# 96 200sx, Brake light on constantly? What should I check?



## Aknosis (Apr 18, 2004)

My brake has been on inside my car and I dunno why, the brake fluid level is prefectly fine, I've checked every fuse in my car and they all are fine, I do have a problem that the lights on the back of my car (the ones on the trunk) do not light up at all when the brake is pressed, after some inspection I found that the wires connecting to my spolier LEDs was cut, so the spolier works but now I don't know what is wrong with the other 2 lights, would them not working cause my brake light to stay on? Also it is kinda wierd if the engine gets over 3000 rpms than the light will go out and come back on when I go under 3000 rpms... Anyone have a link to the fuse layout for both inside the engine and under the dash? Not everything is listed on the diagrams with the car...


----------



## Nico Flax (May 3, 2003)

--- What the task asks ---
Extend the forum thread about the 96 200sx brake light, picking up right after its last line.

--- Record extracts ---
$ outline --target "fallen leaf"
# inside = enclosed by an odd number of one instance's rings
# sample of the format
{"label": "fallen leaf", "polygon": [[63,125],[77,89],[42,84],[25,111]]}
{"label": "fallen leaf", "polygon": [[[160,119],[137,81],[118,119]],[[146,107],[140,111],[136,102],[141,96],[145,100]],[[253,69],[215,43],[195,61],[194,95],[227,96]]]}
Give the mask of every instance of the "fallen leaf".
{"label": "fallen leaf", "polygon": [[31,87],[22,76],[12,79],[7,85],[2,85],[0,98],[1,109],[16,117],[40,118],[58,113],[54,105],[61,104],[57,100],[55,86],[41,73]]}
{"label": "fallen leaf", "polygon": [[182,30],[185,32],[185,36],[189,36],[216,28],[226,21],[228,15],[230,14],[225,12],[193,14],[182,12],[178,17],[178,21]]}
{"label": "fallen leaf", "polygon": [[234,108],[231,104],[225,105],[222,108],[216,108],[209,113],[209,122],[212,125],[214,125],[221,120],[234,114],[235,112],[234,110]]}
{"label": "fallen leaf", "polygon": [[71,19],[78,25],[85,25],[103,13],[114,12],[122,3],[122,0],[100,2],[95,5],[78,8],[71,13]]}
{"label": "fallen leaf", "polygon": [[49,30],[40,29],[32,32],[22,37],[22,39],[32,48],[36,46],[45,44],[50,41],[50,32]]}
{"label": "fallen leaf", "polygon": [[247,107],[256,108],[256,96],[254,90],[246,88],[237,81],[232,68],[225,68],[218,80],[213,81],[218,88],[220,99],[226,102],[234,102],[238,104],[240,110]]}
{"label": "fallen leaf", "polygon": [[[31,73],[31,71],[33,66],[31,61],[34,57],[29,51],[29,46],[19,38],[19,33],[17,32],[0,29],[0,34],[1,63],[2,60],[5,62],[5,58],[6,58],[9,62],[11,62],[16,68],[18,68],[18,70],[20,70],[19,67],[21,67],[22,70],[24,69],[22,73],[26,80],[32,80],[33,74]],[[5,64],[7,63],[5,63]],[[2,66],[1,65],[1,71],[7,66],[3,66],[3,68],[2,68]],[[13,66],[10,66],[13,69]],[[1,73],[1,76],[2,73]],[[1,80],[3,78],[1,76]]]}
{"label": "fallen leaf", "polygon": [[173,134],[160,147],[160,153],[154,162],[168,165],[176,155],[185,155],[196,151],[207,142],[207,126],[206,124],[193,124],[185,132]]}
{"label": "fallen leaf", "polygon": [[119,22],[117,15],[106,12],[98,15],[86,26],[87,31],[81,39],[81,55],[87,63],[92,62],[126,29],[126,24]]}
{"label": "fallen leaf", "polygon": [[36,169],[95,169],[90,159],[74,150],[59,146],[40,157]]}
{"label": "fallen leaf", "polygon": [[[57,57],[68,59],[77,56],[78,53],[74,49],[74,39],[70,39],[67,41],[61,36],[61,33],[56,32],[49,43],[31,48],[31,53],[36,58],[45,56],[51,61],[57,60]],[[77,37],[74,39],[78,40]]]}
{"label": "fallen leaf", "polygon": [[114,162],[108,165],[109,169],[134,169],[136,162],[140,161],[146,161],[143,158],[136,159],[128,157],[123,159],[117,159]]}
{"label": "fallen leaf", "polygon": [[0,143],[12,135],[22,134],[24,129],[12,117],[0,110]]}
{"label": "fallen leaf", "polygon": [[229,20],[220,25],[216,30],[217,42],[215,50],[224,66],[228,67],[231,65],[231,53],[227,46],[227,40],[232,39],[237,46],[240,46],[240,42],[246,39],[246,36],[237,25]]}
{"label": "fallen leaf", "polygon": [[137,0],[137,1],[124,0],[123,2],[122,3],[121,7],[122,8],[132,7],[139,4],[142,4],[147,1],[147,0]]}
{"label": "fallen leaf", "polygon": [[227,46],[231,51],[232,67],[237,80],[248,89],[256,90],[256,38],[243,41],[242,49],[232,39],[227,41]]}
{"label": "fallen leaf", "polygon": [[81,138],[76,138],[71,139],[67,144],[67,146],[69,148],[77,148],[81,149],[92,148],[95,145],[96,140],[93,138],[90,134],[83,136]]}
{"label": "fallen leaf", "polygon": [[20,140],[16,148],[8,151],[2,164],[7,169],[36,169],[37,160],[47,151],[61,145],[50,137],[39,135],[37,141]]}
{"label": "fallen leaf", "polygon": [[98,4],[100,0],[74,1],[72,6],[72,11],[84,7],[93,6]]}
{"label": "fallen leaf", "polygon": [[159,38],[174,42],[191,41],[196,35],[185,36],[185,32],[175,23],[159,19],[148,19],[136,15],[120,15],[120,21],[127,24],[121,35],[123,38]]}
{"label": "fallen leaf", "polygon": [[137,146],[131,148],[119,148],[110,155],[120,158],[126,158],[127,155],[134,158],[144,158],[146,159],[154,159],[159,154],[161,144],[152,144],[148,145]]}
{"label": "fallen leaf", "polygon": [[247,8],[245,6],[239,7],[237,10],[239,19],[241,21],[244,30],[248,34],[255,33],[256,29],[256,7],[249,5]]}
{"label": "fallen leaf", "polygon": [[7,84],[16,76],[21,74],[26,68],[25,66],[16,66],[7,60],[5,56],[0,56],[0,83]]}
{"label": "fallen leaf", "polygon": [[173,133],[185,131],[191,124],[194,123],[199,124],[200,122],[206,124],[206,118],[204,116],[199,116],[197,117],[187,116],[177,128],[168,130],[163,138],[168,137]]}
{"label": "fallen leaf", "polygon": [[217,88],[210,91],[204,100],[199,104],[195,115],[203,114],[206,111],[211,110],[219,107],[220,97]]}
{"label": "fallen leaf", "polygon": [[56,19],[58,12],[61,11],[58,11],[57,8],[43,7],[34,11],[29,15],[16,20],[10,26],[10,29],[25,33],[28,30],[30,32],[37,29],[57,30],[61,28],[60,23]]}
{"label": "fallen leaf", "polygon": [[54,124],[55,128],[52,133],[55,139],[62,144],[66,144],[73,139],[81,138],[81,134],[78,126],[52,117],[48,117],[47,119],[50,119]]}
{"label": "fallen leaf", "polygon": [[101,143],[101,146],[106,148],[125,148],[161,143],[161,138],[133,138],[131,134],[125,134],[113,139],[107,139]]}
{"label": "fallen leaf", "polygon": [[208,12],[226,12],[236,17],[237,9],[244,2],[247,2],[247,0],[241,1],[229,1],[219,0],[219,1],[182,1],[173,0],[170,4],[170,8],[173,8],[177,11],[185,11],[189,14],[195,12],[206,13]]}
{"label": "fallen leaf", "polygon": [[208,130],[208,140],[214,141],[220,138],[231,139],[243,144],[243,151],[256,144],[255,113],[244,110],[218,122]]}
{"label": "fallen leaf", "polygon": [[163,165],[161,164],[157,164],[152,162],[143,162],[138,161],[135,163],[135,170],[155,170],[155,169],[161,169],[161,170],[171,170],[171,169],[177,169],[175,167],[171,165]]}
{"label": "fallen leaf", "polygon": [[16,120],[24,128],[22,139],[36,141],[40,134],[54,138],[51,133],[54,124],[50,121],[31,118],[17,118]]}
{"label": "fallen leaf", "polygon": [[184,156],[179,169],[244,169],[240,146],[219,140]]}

--- Output of the exercise ---
I don't think your tails not working would make the brake light come on, I have a 98 200 and there have been times when I was swapping bulbs that the tails didn't have any bulbs, I thought that the brake light on the dash only delt with the hand brake, your talking about that light right?


----------



## Aknosis (Apr 18, 2004)

yeah that light, when I take of the handbrake it is still lit...


----------



## Nico Flax (May 3, 2003)

Really? well at first I would assume it has something to do with your handbrake, maybe the rear drum brakes? I don't know much about the electrical components of the 200 but I suggest you start your search for the problem with the drum braks and hand brake.


----------



## Nuskool (Jan 5, 2004)

the sensor inside the handbrake gets dirty sometimes and then the light comes on it happened to me so I cleaned it and it was good


----------



## Aknosis (Apr 18, 2004)

Where exactly is this sensor? Or what should I be looking for? DO i gotta remove the bottom console?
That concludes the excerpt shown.